**Texto citado**.
↓↓↓
Corría el año 2011 y yo vivía en Alemania; era una cándida estudiante de Erasmus por los pasillos de la Albert-Ludwigs-Universität, los mismos que pisaron el propio Erasmo de Rotterdam, Hannah Arendt, Heidegger y Goebbels. Por aquel entonces, los Erasmus convivíamos con los migrantes laborales escupidos por la crisis del 2008 y en general con lo que se llamó “fuga de cerebros” —una metáfora que solo se puede decir en castellano y que nunca ha dejado de inquietarme—. Había, claro, cierto sentimiento de desamparo. Para contrarrestarlo, y quizás inconscientemente, me apunté al seminario sobre cantautores catalanes que ofrecía Miquel Malondra. Era totalmente imposible que me saliera mejor, ya que el primer día de clase, un bello 23 de abril, el aula me recibió con un exuberante póster de enormes dimensiones de la cordillera del Cadí. En algún correo kilométrico a la familia desarrollé de manera muy literaria la exultación de aquella visión y una hasta entonces inaudita intensidad del sentimiento de catalanor. En una de las cimas de la metáfora dije que “casi me llegaba el aroma, densa, dulce y suave de las rosas en la Rambla de les Flors”. En casa nos gusta la hipérbole.

St. Georgius patronus Friburgi, en la puerta Schwabentor de Friburg de Brisgòvia, en la Selva Negra (Alemanya). | Commons Wikimedia

Entonces yo no tenía ni idea de que, a día de hoy, habría vivido el Sant Jordi desde prácticamente todas las caras del prisma que es el sector así llamado “del libro”: lectora, librera, editora. O lo que es lo mismo: consumidora, vendedora, productora. Mientras escribo estas líneas solo me queda ocupar dos de las cabinas de la gran noria [sic] editorial: la de distribuidora —mi afinidad con la logística parece prometer poco más que una relación cordial— y la de autora.
↑↑↑
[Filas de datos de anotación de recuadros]
↓↓↓
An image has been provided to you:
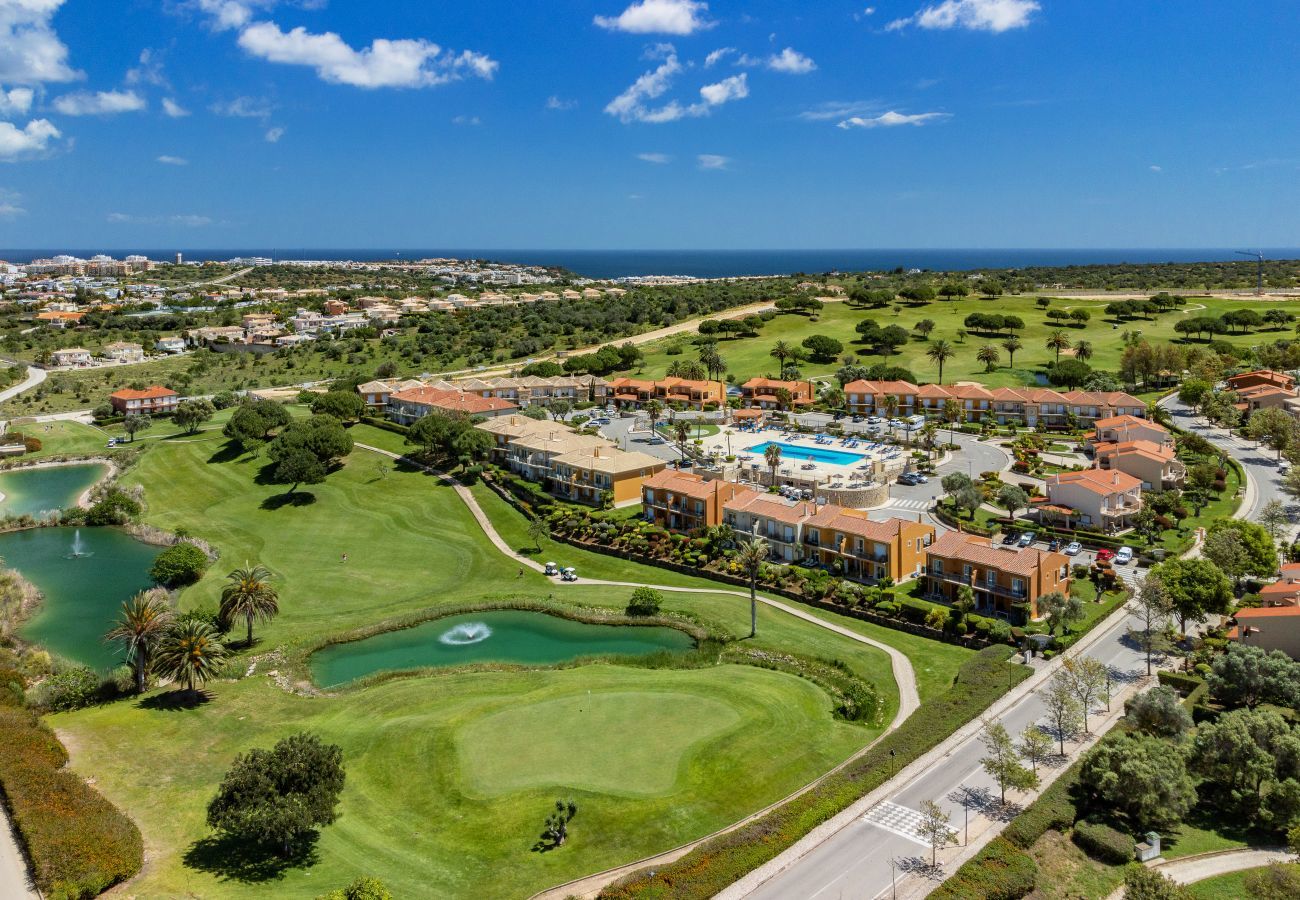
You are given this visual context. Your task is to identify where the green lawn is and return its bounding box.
[644,295,1300,386]
[52,429,969,897]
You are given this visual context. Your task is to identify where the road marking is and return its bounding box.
[862,800,930,847]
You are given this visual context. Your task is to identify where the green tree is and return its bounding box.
[980,722,1039,805]
[172,401,217,434]
[150,541,208,588]
[736,537,771,637]
[153,618,226,693]
[208,732,346,856]
[1149,559,1232,633]
[926,341,957,384]
[1079,734,1196,831]
[217,563,280,646]
[104,589,172,693]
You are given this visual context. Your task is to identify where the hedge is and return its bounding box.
[930,836,1039,900]
[599,646,1032,900]
[1002,761,1080,851]
[1074,822,1136,866]
[0,706,144,900]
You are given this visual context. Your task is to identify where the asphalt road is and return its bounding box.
[743,600,1147,900]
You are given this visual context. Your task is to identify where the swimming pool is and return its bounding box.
[745,441,866,466]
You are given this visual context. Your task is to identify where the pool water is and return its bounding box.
[0,463,108,518]
[745,441,866,466]
[311,610,696,687]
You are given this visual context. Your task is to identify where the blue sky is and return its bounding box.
[0,0,1300,248]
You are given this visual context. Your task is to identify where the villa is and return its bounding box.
[926,532,1070,619]
[108,385,181,416]
[1039,468,1143,533]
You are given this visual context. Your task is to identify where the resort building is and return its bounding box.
[610,377,727,410]
[1039,468,1141,532]
[740,378,816,410]
[844,381,1147,428]
[641,468,754,535]
[803,503,935,584]
[385,386,519,425]
[104,341,144,363]
[1227,606,1300,659]
[926,531,1070,622]
[49,347,94,365]
[108,385,181,416]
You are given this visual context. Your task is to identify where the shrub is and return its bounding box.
[150,541,208,588]
[599,646,1032,900]
[930,838,1039,900]
[1073,822,1135,866]
[0,708,144,900]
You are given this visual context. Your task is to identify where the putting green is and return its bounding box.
[455,691,741,796]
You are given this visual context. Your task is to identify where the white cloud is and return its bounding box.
[885,0,1041,34]
[839,109,950,129]
[55,91,148,116]
[594,0,716,35]
[209,96,270,118]
[239,22,498,88]
[705,47,736,69]
[767,47,816,75]
[0,0,82,85]
[104,212,213,228]
[605,53,749,124]
[0,87,36,117]
[0,118,64,163]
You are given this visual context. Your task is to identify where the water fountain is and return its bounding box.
[68,528,91,559]
[438,622,491,646]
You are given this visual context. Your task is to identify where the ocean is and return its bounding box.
[0,247,1300,278]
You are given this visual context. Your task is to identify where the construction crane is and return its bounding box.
[1234,250,1264,294]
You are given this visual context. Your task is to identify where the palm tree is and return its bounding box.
[1047,332,1070,363]
[736,537,768,637]
[104,588,172,693]
[944,397,965,443]
[1002,334,1024,369]
[218,563,280,646]
[153,619,226,693]
[926,341,957,384]
[672,419,690,459]
[763,443,781,488]
[645,398,663,436]
[975,343,1002,372]
[768,341,794,369]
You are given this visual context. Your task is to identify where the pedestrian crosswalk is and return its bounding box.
[862,800,930,847]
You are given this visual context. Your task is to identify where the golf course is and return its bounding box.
[49,425,970,897]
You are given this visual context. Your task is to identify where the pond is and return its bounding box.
[0,528,163,671]
[311,610,696,687]
[0,463,108,518]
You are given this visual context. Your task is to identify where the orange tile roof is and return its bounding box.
[109,385,176,401]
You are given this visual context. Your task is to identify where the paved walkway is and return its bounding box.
[356,443,920,900]
[1106,848,1296,900]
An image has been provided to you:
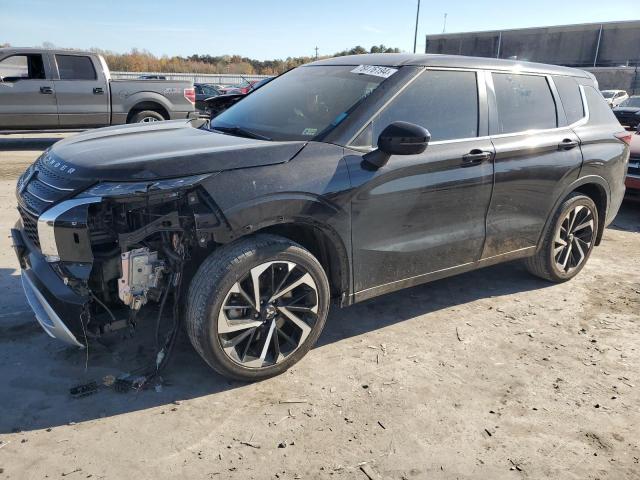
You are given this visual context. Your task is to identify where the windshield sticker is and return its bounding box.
[351,65,398,78]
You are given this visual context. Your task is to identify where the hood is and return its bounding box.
[49,120,306,182]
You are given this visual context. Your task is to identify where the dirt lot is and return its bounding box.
[0,135,640,480]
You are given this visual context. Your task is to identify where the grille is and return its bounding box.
[18,207,40,248]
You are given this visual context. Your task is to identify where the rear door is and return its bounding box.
[346,69,493,300]
[0,53,58,129]
[482,72,583,258]
[53,53,109,128]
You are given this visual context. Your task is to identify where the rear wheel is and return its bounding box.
[131,110,166,123]
[186,235,329,381]
[526,193,598,282]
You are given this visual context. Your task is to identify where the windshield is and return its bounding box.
[200,85,218,96]
[620,97,640,107]
[210,66,396,140]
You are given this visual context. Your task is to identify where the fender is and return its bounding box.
[536,175,611,252]
[212,192,353,301]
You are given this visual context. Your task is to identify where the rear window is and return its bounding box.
[492,73,558,134]
[553,77,584,124]
[583,86,619,124]
[0,54,45,82]
[56,55,97,80]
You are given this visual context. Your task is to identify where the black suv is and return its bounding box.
[12,54,630,380]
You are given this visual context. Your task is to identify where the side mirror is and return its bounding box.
[363,122,431,168]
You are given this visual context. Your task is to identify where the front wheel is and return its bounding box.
[525,193,598,282]
[185,235,329,381]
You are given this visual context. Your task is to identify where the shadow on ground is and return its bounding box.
[0,201,638,433]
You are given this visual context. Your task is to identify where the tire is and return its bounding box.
[185,235,330,381]
[525,192,598,283]
[129,110,166,123]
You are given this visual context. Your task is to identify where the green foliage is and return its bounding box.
[92,45,400,75]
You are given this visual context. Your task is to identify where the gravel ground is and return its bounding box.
[0,136,640,480]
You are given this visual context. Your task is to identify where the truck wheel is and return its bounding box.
[185,235,330,381]
[130,110,166,123]
[525,192,598,283]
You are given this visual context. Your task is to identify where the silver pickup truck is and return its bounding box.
[0,48,196,130]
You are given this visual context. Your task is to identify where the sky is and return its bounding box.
[0,0,640,60]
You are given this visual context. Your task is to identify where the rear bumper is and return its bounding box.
[11,227,89,347]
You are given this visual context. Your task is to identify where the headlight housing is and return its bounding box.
[78,173,211,198]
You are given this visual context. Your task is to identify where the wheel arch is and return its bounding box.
[126,94,171,123]
[538,175,611,249]
[253,219,351,299]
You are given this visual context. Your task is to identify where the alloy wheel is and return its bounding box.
[218,261,318,368]
[553,205,595,273]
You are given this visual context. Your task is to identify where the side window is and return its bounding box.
[553,76,584,124]
[368,70,478,144]
[0,54,46,82]
[492,73,558,133]
[56,55,98,80]
[583,85,618,125]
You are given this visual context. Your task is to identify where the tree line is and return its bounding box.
[0,42,400,75]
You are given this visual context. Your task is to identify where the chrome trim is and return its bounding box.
[21,271,85,348]
[38,197,102,262]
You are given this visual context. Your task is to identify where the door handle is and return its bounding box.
[558,138,579,150]
[462,148,492,167]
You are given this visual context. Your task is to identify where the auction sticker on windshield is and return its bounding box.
[351,65,398,78]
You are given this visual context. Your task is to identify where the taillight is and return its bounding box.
[184,87,196,103]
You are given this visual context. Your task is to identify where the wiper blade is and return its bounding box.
[210,125,273,141]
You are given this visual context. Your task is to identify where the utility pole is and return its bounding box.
[413,0,420,53]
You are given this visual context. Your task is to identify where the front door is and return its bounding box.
[346,69,493,300]
[0,53,58,130]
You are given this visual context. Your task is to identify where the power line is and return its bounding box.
[413,0,420,53]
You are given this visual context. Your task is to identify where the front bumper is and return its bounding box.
[11,227,89,347]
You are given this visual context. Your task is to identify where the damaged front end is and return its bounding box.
[12,161,219,350]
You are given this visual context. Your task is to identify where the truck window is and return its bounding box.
[370,70,478,144]
[553,76,584,125]
[0,54,46,82]
[56,55,98,80]
[492,73,558,134]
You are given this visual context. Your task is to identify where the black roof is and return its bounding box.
[305,53,590,77]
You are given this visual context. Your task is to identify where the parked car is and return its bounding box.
[138,75,167,80]
[601,90,629,108]
[204,77,274,118]
[193,83,220,113]
[613,95,640,130]
[624,128,640,199]
[0,48,195,130]
[12,54,631,380]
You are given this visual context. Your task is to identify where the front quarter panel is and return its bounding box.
[202,142,351,265]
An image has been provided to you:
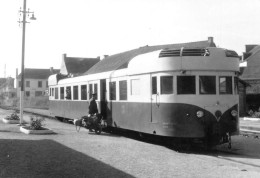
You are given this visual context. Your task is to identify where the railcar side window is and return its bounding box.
[73,86,79,100]
[55,87,59,99]
[199,76,216,94]
[66,87,71,100]
[131,79,141,95]
[119,80,127,100]
[152,77,157,95]
[81,85,87,100]
[219,77,232,94]
[177,76,196,94]
[60,87,64,100]
[234,77,239,95]
[88,84,93,99]
[109,82,116,100]
[161,76,173,94]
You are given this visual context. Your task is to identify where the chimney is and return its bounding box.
[100,55,109,60]
[50,67,54,75]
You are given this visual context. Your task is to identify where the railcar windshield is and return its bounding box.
[199,76,216,95]
[177,76,196,94]
[161,76,173,94]
[219,77,232,94]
↑↑↑
**Completa lo siguiente**.
(a) Según el texto citado, ¿quién ofrecía el seminario sobre cantautores catalanes?
(b) ¿Qué personas nombra el texto citado como quienes pisaron los pasillos de la Albert-Ludwigs-Universität?
(c) Transcribe del texto citado el fragmento que va de "St. Georgius patronus" a "la de autora.".

**Respuestas esperadas**.
(a) Miquel Malondra.

(b) Erasmo de Rotterdam, Hannah Arendt, Heidegger y Goebbels.

(c)
St. Georgius patronus Friburgi, en la puerta Schwabentor de Friburg de Brisgòvia, en la Selva Negra (Alemanya). | Commons Wikimedia

Entonces yo no tenía ni idea de que, a día de hoy, habría vivido el Sant Jordi desde prácticamente todas las caras del prisma que es el sector así llamado “del libro”: lectora, librera, editora. O lo que es lo mismo: consumidora, vendedora, productora. Mientras escribo estas líneas solo me queda ocupar dos de las cabinas de la gran noria [sic] editorial: la de distribuidora —mi afinidad con la logística parece prometer poco más que una relación cordial— y la de autora.